▶ _PASSAGE CITÉ_
Un échange d’égal à égal serait envisageable et pourrait être développé: investissements allemands durables dans l’extraction d’or, dans les terres rares et l’hydrogène vert, accès équitable au marché pour le coton burkinabé, coopérations éducatives, dialogue scientifique et culturel. À condition d’un partenariat respectueux, loin des schémas paternalistes.

Traoré lui-même reste une figure parfois énigmatique. Ascétique, idéologue, soucieux du contrôle – mais parfois accessible, charismatique, presque chaleureux. La comparaison avec Mouammar Kadhafi n’est pas infondée: révolutionnaire, anticolonial, visionnaire – mais aussi avec un côté autoritaire.

Selon les médias – tels qu’Africanews, The Africa Report et la chaîne publique RTB – son gouvernement a reporté les élections prévues pour juillet 2025. La liberté de la presse a été restreinte, les voix critiques de plus en plus réprimées. Motif invoqué: la menace persistante des groupes djihadistes qui contrôlent de vastes parties du pays.

Ainsi, France 24 a été suspendue, les journalistes locaux sont soumis à de nouvelles règles. Du point de vue occidental – par exemple celui de Reporters sans frontières – il s’agit d’une rupture flagrante avec la liberté de la presse, considérée comme un bien universel. Mais dans le contexte burkinabè, marqué par l’insécurité et un fort discours anticolonial, beaucoup considèrent ces mesures comme une protection légitime contre la déstabilisation.

[Entrées de la collection]
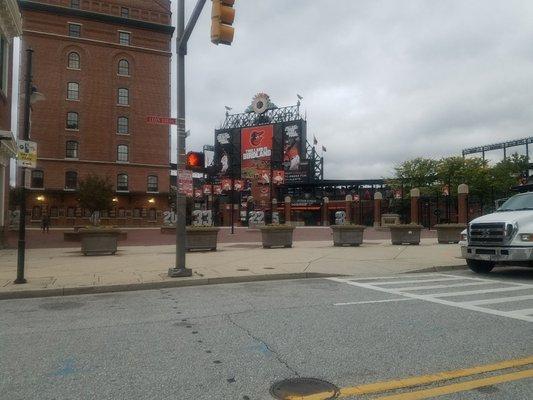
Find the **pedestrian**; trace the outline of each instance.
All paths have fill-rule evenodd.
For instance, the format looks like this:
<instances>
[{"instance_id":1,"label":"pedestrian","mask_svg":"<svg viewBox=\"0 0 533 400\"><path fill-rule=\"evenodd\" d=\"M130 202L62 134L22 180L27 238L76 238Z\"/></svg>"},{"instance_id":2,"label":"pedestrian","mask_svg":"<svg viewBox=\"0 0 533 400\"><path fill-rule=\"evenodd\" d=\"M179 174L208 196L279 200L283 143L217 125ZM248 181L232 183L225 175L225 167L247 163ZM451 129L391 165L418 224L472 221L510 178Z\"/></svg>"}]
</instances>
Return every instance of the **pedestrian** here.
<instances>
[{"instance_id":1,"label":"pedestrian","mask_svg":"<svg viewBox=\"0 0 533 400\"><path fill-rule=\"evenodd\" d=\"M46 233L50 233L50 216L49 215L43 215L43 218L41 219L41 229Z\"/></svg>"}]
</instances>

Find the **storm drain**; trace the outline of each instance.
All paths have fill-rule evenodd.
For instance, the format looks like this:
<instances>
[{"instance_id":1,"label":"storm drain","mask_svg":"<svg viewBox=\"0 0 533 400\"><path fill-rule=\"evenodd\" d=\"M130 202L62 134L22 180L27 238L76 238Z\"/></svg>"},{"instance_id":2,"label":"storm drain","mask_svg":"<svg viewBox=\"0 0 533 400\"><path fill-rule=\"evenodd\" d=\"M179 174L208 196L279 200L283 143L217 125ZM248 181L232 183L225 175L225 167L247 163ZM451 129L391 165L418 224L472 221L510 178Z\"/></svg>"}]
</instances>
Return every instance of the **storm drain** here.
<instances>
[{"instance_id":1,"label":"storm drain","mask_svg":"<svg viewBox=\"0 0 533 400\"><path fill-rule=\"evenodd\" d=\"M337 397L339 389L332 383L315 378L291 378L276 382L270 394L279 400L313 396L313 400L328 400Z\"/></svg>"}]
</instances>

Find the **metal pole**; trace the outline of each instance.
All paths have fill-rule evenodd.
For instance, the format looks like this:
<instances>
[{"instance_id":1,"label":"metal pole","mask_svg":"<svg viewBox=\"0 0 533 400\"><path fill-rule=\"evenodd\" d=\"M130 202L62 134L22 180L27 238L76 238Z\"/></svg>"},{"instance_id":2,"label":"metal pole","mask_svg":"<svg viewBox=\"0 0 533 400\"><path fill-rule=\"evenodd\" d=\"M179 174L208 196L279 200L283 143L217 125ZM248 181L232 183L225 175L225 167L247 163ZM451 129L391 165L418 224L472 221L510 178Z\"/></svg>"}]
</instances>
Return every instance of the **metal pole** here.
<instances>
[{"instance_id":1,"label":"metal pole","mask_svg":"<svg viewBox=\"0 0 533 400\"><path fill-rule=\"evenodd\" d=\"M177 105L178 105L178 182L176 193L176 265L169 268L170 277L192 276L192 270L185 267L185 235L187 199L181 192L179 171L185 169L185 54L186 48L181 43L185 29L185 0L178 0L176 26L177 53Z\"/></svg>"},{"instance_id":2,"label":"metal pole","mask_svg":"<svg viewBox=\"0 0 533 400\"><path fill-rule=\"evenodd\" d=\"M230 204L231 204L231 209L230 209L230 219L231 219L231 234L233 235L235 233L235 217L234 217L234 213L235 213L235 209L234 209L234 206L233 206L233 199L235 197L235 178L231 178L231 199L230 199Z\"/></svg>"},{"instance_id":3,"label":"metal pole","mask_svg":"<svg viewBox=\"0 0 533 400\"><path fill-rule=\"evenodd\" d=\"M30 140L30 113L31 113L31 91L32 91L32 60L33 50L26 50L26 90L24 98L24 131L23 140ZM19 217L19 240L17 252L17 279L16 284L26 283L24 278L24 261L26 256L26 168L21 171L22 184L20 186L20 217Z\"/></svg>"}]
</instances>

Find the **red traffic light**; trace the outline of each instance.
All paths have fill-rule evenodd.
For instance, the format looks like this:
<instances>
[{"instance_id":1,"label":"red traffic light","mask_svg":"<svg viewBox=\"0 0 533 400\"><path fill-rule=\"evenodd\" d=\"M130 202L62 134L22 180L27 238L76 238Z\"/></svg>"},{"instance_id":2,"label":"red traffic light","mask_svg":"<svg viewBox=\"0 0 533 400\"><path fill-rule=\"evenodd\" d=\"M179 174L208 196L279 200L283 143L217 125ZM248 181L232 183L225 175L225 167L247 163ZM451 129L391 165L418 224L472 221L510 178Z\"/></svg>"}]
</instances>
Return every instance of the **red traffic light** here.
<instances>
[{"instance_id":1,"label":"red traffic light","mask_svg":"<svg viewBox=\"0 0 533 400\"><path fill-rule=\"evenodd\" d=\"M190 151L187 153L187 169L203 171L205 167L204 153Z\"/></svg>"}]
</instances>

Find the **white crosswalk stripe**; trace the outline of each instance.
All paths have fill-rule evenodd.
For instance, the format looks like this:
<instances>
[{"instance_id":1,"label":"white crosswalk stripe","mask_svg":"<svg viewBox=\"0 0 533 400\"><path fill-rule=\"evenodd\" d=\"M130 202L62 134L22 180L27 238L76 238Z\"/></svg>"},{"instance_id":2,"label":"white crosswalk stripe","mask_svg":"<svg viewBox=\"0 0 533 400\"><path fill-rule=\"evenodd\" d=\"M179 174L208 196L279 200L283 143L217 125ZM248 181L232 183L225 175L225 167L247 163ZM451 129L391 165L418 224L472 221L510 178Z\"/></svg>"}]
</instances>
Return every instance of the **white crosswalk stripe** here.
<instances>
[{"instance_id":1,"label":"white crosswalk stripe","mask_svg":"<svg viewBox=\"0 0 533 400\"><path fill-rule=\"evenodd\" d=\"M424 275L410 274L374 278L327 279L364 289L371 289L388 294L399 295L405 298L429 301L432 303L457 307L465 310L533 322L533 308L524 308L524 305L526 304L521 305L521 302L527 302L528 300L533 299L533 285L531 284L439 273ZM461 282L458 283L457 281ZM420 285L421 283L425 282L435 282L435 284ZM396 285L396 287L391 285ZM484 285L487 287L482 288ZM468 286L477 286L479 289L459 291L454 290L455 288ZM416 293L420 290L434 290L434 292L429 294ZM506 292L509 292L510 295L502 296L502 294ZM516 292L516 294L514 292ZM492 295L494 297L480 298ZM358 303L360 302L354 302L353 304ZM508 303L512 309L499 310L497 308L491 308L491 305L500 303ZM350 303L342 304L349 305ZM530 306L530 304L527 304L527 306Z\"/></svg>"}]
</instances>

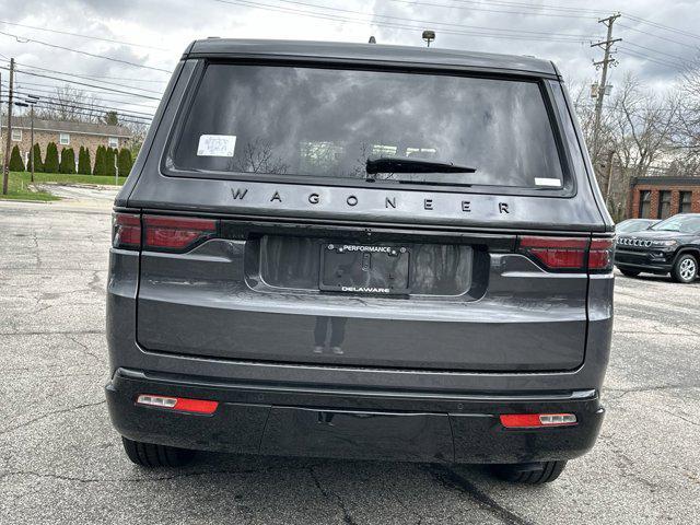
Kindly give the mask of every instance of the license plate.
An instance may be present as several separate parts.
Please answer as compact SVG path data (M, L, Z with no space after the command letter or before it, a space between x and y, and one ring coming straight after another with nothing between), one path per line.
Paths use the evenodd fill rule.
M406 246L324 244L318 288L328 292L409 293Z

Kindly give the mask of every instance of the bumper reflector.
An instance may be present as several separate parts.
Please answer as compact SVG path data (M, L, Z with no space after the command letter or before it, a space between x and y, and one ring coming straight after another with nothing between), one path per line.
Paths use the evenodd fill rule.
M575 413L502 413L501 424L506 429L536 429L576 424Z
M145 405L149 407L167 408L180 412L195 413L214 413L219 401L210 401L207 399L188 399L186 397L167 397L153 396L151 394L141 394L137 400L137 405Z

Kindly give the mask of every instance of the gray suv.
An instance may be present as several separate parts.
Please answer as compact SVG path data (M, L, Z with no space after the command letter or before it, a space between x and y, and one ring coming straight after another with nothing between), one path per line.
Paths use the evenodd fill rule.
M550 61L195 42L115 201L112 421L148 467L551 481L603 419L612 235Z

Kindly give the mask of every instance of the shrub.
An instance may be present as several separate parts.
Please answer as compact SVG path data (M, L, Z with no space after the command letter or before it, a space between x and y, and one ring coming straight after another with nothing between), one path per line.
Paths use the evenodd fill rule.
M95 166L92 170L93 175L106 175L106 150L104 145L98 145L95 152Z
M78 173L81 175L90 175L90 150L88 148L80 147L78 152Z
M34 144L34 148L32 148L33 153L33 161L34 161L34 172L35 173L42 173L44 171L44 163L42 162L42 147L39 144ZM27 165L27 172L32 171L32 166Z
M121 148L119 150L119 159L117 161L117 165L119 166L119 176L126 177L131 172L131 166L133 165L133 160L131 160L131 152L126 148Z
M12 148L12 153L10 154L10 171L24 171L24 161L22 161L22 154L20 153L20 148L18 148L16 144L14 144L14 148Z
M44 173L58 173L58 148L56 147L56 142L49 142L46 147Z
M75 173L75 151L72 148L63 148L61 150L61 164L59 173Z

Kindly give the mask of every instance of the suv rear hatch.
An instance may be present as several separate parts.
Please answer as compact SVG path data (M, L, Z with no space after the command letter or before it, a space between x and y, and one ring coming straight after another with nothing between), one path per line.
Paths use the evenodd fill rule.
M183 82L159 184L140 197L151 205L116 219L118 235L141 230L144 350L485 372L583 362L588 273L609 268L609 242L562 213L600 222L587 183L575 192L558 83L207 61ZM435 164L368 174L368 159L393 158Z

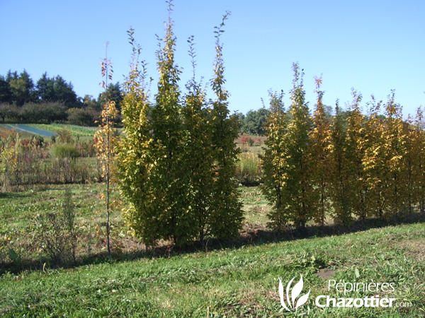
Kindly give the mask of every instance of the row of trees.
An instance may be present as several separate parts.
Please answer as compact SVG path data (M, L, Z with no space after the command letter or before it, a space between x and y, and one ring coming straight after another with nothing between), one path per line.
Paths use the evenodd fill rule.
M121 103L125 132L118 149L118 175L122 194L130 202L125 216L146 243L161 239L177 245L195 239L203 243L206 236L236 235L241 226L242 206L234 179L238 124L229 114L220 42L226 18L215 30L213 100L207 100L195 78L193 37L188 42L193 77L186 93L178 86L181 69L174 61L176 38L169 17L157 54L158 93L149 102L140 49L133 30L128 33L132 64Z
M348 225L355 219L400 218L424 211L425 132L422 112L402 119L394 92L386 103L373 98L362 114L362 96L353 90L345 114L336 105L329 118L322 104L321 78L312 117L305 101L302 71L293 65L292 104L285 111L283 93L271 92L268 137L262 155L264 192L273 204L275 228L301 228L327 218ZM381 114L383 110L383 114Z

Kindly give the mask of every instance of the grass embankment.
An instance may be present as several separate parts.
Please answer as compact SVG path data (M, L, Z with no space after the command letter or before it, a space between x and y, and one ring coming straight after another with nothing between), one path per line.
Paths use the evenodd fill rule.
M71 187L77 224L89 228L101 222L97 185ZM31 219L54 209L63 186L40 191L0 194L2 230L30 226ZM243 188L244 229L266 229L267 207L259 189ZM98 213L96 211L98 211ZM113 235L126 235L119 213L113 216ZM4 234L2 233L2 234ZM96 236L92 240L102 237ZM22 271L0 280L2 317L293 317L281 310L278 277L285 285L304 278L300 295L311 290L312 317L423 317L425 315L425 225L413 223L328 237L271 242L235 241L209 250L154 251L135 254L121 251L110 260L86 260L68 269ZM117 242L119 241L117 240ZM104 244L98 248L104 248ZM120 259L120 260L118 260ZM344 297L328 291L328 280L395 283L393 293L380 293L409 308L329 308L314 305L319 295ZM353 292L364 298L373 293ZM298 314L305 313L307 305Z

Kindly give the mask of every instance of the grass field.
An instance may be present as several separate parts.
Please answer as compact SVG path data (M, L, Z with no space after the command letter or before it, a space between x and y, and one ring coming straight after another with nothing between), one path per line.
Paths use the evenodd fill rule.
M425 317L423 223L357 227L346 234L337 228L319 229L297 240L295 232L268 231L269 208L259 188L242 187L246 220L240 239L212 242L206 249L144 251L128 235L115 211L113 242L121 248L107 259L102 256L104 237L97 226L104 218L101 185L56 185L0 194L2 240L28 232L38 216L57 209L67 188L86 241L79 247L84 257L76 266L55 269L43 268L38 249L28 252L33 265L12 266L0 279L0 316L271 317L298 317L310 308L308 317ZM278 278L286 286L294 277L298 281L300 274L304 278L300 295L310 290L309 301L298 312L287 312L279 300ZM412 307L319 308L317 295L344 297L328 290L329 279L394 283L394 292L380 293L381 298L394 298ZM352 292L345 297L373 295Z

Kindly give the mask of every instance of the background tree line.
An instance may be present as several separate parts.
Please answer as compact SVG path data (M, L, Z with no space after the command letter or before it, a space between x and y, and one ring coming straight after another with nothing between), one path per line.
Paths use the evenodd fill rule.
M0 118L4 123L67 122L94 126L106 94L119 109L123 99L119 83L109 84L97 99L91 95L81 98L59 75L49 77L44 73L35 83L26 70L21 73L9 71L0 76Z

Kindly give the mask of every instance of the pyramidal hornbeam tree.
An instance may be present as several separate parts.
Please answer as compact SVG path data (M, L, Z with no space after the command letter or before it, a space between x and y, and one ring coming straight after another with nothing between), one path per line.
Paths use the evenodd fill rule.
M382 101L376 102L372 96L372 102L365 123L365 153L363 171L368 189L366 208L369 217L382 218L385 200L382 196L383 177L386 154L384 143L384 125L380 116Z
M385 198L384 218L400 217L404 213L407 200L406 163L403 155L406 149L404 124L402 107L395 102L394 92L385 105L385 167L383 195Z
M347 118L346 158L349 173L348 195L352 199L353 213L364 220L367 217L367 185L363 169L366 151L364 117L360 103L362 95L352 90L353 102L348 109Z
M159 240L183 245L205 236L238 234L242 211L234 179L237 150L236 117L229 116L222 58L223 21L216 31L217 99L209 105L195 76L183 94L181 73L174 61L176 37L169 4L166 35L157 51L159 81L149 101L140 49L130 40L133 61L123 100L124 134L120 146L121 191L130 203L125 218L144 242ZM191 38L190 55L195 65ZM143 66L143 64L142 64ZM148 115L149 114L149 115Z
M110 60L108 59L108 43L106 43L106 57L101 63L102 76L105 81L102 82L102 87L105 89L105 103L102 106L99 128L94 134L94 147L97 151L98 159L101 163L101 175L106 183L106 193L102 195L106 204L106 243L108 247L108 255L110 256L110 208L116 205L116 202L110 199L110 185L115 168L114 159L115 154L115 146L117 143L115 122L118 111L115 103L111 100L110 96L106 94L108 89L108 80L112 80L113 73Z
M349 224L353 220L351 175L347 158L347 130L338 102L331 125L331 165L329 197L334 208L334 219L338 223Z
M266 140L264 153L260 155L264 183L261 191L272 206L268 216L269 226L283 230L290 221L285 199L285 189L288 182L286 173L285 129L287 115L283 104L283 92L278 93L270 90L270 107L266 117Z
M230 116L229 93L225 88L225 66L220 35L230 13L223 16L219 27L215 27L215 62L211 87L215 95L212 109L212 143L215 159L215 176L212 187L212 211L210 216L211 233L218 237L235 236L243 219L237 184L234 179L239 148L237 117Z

▶ _ÉNONCÉ_
Poursuivez le texte sur le Burkina Faso après sa dernière phrase. Les entrées proviennent d'une autre source.

▶ _RÉSULTAT_
On retrouve ici un dilemme bien connu des mouvements postcoloniaux: le désir d’unité et de sécurité se heurte souvent aux libertés individuelles.

Ibrahim Traoré est sans conteste une figure historique. Qu’il soit porteur d’espoir ou annonciateur de nouvelles dépendances reste à voir. Son ascension marque un tournant dans un pays qui a subi des décennies de domination coloniale et cherche désormais sa propre voie.

Sa popularité ne repose pas seulement sur des paroles fortes, mais aussi sur des choix politiques concrets: autonomie économique, ré-africanisation culturelle, réorientation sécuritaire. Mais dans un État qui ne contrôle qu’une partie de son territoire, toute vision comporte aussi un risque.

La capacité de Traoré à trouver l’équilibre entre véritable souveraineté et nouvelles dépendances géopolitiques ne se mesurera pas seulement à sa constance idéologique – mais aussi à sa capacité à améliorer réellement la vie de ses concitoyens et à conquérir durablement leurs cœurs.

Personnellement, je souhaite beaucoup de succès au Président dans sa lourde tâche et, au pays, un avenir prospère.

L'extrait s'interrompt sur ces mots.